### TEXT PROVIDED ###
Figure 8.

Comparison of switch regions and core catalytic residues of KB-752-bound Gα_i1 with other states of Gα_i1. (A) Movement of switch I in the Gα_i1·GDP/KB-752 complex (green), versus its position in the Gα_i1β₁γ₂ heterotrimer (blue) and the Gα_i1·GDP/R14GL complex (orange), results in disruption of a salt-bridge (black dotted line) between R178 and E43 that normally stabilizes bound GDP (magenta) within Gα_i1 when complexed to a GDI (Gβγ or GoLoco peptide). (B) Electron density of the R178 side-chain in the Gα_i1·GDP/KB-752 complex (from a 2Fo-Fc simulated annealing composite omit map contoured to a level of 1 σ) is denoted by white mesh. In the background is the beta-phosphate of the bound GDP (βP). (C,D) Switch region comparisons with activated Gα_i1 states. Switch regions of Gα_i1·GDP/KB-752 (green), Gα_i1·GDP·AlF₄^- (PDB code 1GFI; magenta; panel C), and Gα_i1·GTPγS (PDB code 1GIA; yellow; panel D), are shown along with the residues critical for GTP hydrolysis (R178 and T181 within switch I and Q204 within switch II). GDP from the Gα_i1·GDP/KB-752 structure is shown for reference in each case. Overall conformation of the switch regions of Gα_i1·GDP·AlF₄^- and Gα_i1·GTPγS are very similar, save for key changes in the position of catalytic residue side chains (Wall et al., 1998). Whereas switch I of Gα_i1·GDP/KB-752 is very similar to that of the activated forms, both switch II and III are dramatically removed from the guanine nucleotide to allow for GDP release. The catalytic Q204 residue within switch II is far removed from the bound nucleotide and active site for GTP hydrolysis in the Gα_i1·GDP/KB-752 structure. However, R178 and T181 of switch I are in a strikingly similar position to that of the Gα_i1·GDP·AlF₄^- structure.
### INPUT DATA ###
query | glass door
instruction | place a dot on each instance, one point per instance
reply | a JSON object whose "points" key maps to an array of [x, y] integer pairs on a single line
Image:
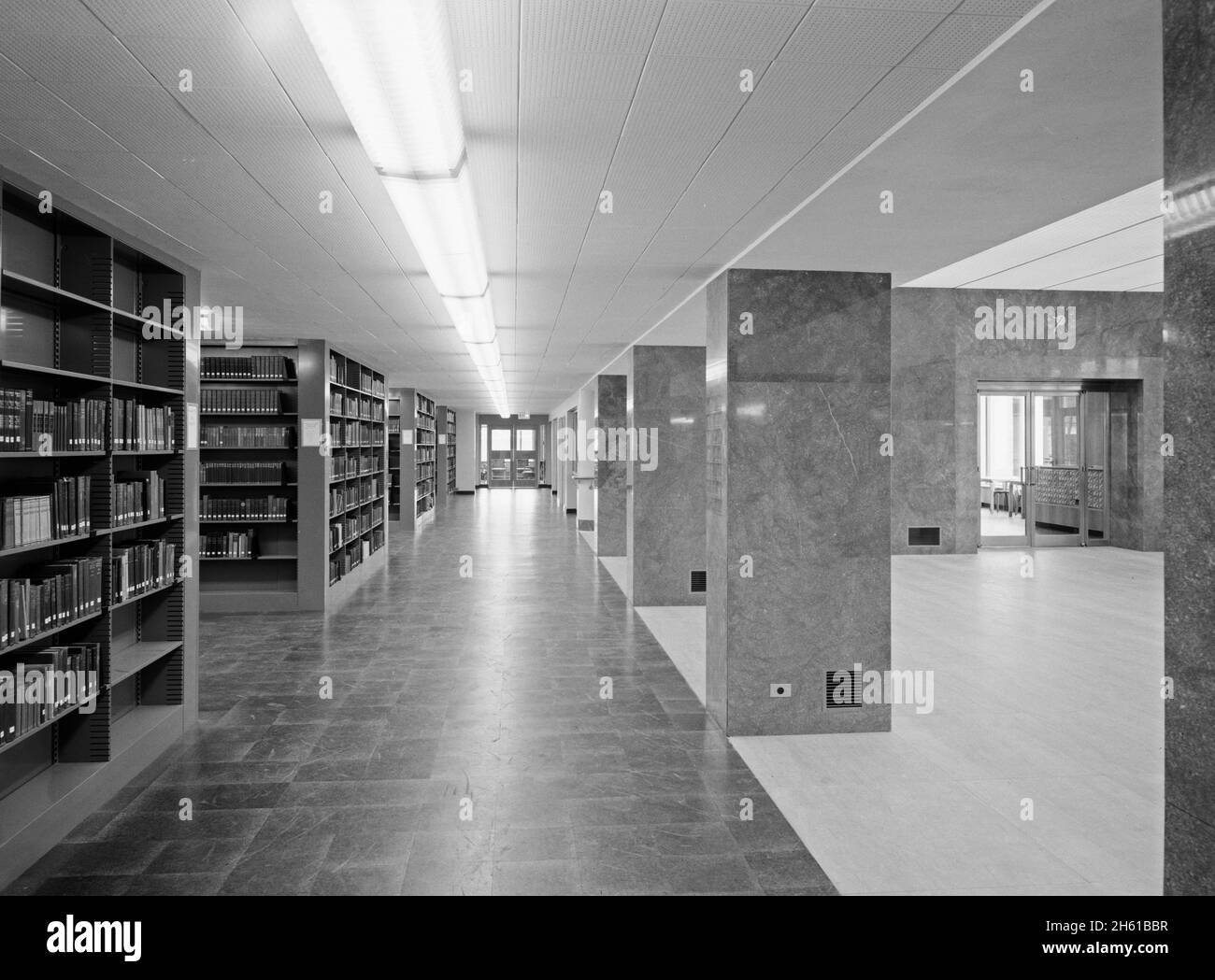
###
[PROBLEM 1]: Summarize the figure legend in two sentences.
[PROBLEM 2]: According to the figure legend, which catalytic residue within switch II is far removed from the bound nucleotide in the Gα_i1·GDP/KB-752 structure?
The lines above are not needed for the tasks.

[YOUR RESPONSE 1]: The figure compares the switch regions and core catalytic residues of KB-752-bound Gα_i1 with other Gα_i1 states, showing that movement of switch I in the Gα_i1·GDP/KB-752 complex disrupts a salt bridge between R178 and E43 that normally stabilizes bound GDP. Switch I of Gα_i1·GDP/KB-752 closely resembles that of the activated forms, with R178 and T181 positioned much as in Gα_i1·GDP·AlF₄^-, whereas switches II and III are dramatically removed from the guanine nucleotide to allow GDP release, leaving the catalytic Q204 far from the bound nucleotide.

[YOUR RESPONSE 2]: Q204.